PROBLEM: Return all lines from the entries below in which the word "human" is present.

Recorded data:
-------

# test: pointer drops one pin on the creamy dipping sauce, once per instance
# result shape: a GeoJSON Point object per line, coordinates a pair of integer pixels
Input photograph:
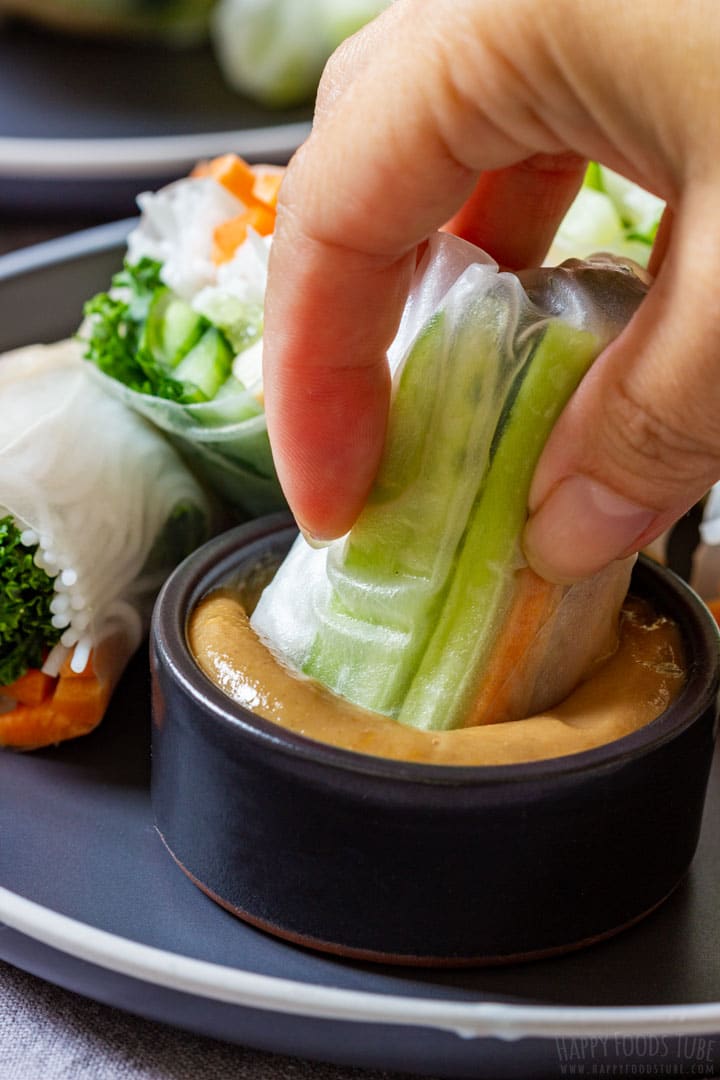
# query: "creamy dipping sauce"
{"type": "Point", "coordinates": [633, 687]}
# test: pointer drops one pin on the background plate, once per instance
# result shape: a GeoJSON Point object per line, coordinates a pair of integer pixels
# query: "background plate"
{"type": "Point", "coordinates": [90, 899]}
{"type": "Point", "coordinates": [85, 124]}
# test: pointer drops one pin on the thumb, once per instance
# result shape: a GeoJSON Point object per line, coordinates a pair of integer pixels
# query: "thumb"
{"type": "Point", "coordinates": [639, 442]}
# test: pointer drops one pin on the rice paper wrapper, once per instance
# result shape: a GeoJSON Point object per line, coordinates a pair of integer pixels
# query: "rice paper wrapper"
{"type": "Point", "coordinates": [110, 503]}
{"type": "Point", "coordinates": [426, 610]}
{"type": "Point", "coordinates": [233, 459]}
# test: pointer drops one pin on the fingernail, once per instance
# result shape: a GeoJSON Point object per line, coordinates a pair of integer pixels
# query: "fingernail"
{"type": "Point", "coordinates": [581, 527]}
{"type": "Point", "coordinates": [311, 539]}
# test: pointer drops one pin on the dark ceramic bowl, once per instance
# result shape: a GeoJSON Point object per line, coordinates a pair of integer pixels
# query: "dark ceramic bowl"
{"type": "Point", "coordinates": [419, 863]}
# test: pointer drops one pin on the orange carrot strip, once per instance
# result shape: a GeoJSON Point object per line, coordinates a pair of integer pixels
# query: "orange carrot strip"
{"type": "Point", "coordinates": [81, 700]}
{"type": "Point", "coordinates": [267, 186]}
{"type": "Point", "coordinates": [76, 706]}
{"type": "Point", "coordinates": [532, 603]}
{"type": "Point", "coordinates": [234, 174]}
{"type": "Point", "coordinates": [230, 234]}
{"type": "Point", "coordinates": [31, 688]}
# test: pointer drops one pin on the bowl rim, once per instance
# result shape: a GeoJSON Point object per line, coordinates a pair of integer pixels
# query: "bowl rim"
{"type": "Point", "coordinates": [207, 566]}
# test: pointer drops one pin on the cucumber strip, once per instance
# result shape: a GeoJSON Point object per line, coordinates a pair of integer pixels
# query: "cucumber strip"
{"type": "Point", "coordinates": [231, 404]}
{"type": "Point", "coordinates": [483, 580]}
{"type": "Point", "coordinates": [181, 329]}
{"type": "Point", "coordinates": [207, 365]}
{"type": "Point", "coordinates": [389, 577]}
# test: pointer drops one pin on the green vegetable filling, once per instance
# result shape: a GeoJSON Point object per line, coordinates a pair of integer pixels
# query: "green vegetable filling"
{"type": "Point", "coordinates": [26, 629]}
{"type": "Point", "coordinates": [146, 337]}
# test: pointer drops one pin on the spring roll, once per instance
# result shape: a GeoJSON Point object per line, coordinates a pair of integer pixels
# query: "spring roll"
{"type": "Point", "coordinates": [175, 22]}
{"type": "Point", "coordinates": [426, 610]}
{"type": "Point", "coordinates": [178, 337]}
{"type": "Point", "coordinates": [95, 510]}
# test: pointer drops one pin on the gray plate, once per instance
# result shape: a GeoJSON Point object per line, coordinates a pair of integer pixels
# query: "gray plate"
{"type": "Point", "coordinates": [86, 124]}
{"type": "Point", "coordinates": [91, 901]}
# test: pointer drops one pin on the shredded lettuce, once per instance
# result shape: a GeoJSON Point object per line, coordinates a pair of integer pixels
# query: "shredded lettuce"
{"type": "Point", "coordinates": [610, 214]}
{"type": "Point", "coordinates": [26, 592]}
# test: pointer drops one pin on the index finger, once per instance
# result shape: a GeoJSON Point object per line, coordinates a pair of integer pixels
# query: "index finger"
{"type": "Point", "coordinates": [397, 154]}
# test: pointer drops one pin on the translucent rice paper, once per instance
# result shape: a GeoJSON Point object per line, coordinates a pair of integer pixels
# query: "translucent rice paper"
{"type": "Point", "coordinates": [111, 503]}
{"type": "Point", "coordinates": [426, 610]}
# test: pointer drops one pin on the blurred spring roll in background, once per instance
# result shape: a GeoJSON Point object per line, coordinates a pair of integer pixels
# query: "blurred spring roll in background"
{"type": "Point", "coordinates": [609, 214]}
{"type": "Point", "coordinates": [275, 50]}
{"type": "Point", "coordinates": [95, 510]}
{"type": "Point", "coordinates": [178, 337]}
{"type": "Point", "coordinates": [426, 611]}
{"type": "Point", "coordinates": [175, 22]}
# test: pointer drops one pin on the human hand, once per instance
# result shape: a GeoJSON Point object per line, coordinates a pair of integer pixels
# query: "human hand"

-------

THE COMPLETED TASK:
# test: pointer drops one pin on the human hand, once per instance
# query: "human hand"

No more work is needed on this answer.